- Task item
Retype the full listing without altering anything.

<<<<

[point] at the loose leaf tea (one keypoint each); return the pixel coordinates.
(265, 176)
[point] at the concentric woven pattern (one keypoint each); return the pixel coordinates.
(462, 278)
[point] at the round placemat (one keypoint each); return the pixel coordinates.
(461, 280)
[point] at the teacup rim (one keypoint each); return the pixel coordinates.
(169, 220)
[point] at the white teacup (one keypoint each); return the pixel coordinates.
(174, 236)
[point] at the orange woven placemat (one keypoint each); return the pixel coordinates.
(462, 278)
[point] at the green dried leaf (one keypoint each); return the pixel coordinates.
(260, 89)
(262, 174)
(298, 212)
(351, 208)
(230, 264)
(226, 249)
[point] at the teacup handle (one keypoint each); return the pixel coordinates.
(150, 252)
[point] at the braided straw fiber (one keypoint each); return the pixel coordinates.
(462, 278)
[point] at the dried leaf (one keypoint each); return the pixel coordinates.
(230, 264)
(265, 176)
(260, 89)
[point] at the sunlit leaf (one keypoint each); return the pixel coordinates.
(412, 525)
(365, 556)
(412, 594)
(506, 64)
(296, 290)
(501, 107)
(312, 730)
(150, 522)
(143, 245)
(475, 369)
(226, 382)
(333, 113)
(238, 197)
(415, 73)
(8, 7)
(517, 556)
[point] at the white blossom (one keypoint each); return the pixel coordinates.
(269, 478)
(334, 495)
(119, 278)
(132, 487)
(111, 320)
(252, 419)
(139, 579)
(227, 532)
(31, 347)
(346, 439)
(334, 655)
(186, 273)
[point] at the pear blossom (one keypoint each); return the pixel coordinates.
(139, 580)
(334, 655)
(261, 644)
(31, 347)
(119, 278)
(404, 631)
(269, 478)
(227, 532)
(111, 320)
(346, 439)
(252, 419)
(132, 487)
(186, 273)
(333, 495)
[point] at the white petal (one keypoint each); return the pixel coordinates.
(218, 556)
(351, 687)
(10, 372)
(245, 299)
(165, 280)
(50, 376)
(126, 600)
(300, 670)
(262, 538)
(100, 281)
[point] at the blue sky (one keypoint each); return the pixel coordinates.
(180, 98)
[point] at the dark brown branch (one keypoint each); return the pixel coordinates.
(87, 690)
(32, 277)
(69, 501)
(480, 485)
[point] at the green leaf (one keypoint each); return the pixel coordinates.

>>>>

- Solution
[point] at the loose leaf tea (one keypoint each); return the pixel coordinates.
(265, 176)
[point] at the concentric woven pattern (one keypoint each); return the pixel coordinates.
(462, 278)
[point] at the round placemat (one keypoint each); return the pixel coordinates.
(461, 280)
[point] at the teacup rim (one keypoint each); return the pixel coordinates.
(169, 220)
[point] at the white teacup (one keypoint each); return the pixel coordinates.
(174, 236)
[point] at the orange woven placemat (one keypoint each); return the pixel coordinates.
(462, 278)
[point] at the green dried leaf (one keypoint each); return the pixel coordinates.
(260, 89)
(262, 174)
(298, 212)
(351, 208)
(230, 264)
(226, 249)
[point] at the teacup handle (one keypoint each); return the pixel coordinates.
(150, 252)
[point] at the braided straw fiber (one keypoint each); return the pixel coordinates.
(462, 278)
[point] at the dried leaf (one keypoint each); return the pixel coordinates.
(230, 264)
(265, 176)
(260, 89)
[point] at the sunlit leaf (one keypoint each); return the pixel coordinates.
(412, 525)
(365, 556)
(412, 594)
(506, 64)
(296, 290)
(501, 107)
(312, 730)
(150, 522)
(143, 245)
(475, 369)
(226, 382)
(333, 113)
(238, 197)
(415, 73)
(8, 7)
(517, 556)
[point] at the white blossom (one keypoint each); return the pixel coordinates.
(269, 478)
(334, 495)
(119, 278)
(132, 487)
(111, 320)
(252, 419)
(139, 579)
(227, 532)
(31, 347)
(346, 439)
(334, 655)
(186, 273)
[point] at the pear blossom (one keypoint each); return the pixel coordinates.
(139, 580)
(334, 655)
(261, 644)
(31, 347)
(119, 278)
(404, 631)
(269, 478)
(227, 532)
(111, 320)
(346, 439)
(252, 419)
(132, 487)
(186, 273)
(333, 495)
[point] at the white petal (one keypoint each); return the pixel coordinates.
(218, 556)
(351, 687)
(10, 372)
(245, 299)
(165, 280)
(50, 376)
(126, 600)
(300, 670)
(262, 538)
(100, 281)
[point] at the blue sky (one keypoint each); return the pixel coordinates.
(180, 98)
[point] at the dark brown branch (one keypoint each); return the pixel coordinates.
(87, 690)
(32, 277)
(69, 501)
(480, 485)
[point] at the green leaf (one keypoint each); return the pixel coordinates.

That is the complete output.